What are westerns all about? As the gunsmoke clears from the main streets of those frontier towns, there is always a persistent political theme. …
Where is the best place to hide a leaf? asked G. K. Chesterton’s fictional detective, and he answered: in a forest, of course. Where is the best place to hide the popular understanding? In popular things of course. Its beautiful. That period of the arty and aesthetic Italian version of an American western drama. Applying the Antonioni and Fellini template to the Old West. The western details are accurate and vivid, almost surreal, yet an essential ingredient was missing. It was the Western town itself, that rude dusty, self governing community with its familiar cast of citizens: the barroom ruffians, the gambling-casino owners, the hapless good folk, the dance hall madam, each of them related in complex ways to all the others.
Without that vigorous political community, the Italian Western fell apart. The actors’ motives seemed contrived, their actions mere antics, their characterizations oddly weightless or merely grotesque. Yet the omission is excusable and understandable. Americans have never been aware, either, that the familiar life of the Western, the indispensable ground of their action, and the force that animates their characters, derive from the political life of the Western town, a small autonomous republic somewhere in the “the territories” ; the boondocks.
Popular things do make good hiding places. What is hidden in the American Western was nothing less than the shared American understanding of politics, an understanding so deeply embedded in the Western that we are scarcely aware of its presence. More surprising still, that political understanding is complex, clear-eyes, and in many ways profound. Viewed as political drama, the simple minded Western is not so simple at all.
One of the great engines of the Western plot , for example, is the quest for “law and order,” but it is a republican law and order, totally different from the dubious doctrines expounded by recent Republican administration and advocated by a predominantly fundamentalist right and mainstream Tea Party advocates. According to these constituencies , the source of lawlessness and licentiousness of the people, must be curbed by the government through lawless means if necessary. Not so in the Western view, although Western lawlessness itself is conventional enough.
“Almost all the great American Western movies are intensely political films within a distinctly American framework. In effect they all adopt in one way or another the mythological fiction that so fascinated political philosophers in the 17th and 18th centuries: the problem of the transition from a state of lawlessness, ruthless self-interest, and terrifying uncertainty, the “state of nature,” to a political order, the rule of law and the surrender of one’s right to decide everything in one’s own case.” ( Robert Pippin )

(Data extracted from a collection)
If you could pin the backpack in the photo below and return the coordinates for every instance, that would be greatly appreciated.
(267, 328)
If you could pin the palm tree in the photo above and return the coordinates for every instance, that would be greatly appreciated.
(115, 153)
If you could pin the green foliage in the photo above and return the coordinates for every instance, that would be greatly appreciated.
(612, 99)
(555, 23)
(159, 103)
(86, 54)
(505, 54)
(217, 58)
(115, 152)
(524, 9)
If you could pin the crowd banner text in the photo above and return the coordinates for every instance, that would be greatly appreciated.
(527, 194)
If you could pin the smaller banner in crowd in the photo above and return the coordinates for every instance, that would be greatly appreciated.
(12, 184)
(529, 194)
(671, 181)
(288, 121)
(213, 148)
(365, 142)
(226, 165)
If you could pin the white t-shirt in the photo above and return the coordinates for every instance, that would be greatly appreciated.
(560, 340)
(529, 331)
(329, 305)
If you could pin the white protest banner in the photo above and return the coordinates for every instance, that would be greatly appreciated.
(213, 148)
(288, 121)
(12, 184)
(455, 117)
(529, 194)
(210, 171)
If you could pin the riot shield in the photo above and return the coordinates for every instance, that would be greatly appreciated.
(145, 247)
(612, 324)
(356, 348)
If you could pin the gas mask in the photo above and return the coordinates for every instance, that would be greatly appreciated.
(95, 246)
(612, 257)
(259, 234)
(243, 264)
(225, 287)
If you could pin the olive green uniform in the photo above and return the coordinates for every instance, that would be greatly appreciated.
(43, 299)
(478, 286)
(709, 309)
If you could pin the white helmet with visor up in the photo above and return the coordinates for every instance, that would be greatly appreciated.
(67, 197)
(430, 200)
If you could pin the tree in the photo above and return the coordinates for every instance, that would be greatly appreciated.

Parts of the exercise —
a – Return the passage of the essay on Westerns that opens with the words containing "Popular things do" and closes with "simple at all.", reproducing it verbatim.
b – In the essay on Westerns, where does G. K. Chesterton's fictional detective say the best place to hide a leaf is?
c – Continue the essay on Westerns beyond its final paragraph.

Solved problems —
a –
Popular things do make good hiding places. What is hidden in the American Western was nothing less than the shared American understanding of politics, an understanding so deeply embedded in the Western that we are scarcely aware of its presence. More surprising still, that political understanding is complex, clear-eyes, and in many ways profound. Viewed as political drama, the simple minded Western is not so simple at all.

b – In a forest.

c –
The signs are always the same. Rude , bullying ruffians stalk the streets as though they owned them, shoot up the town for the fun of it, and make unseemly advances to gentlewomen. The sheriff does nothing; he is a drunkard or a coward or politically paralyzed. The mayor of the town turns a blind aye. We soon find out the cause of all this. The town is in the clutches of a lawless regime. Sometimes it is a cabal headed by the mustachioed owner of the gambling casino. More often, the town boss is the local cattle baron who long ago seized control of the town just as the great landed magnates of medieval Italy seized control of Italy’s free communes. To the cattle baron of the Western, as to a medieval Visconti, a free community bordering one’s demesne is intolerable and must be brought to heel.
The swaggering ruffian’s are the cattle baron’s hired hands; that is why they swagger. The sheriff is the cattle baron’s appointee; that is why he is conveniently a sot. The mayor is in his pocket; that is why he is corrupt. In the Western the true source of lawlessness and disorder is not the people’s licentiousness. it is the direct result of lawless rule , and it stems from usurpation. This is a profound political insight, deeper by far, for example, than modern day sociological cant about crime, bad housing and lack of health care.
“…The first important psychoanalytic book about the movies was published in 1950. High Noon did not appear until two years later. However, when Martha Wolfenstein and Nathan Leites described the “major plot configuration in American films,” they could almost have been anticipating the script of High Noon. “Winning is terrifically important and always possible though it may be a tough fight,” they said. According to Wolfenstein and Leities, “The conflict is not an internal one; it is not our own impulses which endanger us nor our own scruples that stand in our way.” Rather, they said, the conflict is an external one – “a particular situation” that requires a confrontation. “The hero is typically in a strange town where there are apt to be dangerous men and women of ambiguous character and where the forces of law and order are not to be relied on,” they said. “If he sizes up the situation correctly, if he does not go off half-cocked but is still able to beat the other fellow to the punch once he is sure who the enemy is, if he relies on no one but himself, if he demands sufficient virtue from the girl, he will emerge triumphant” (Wolfenstein and Leites)….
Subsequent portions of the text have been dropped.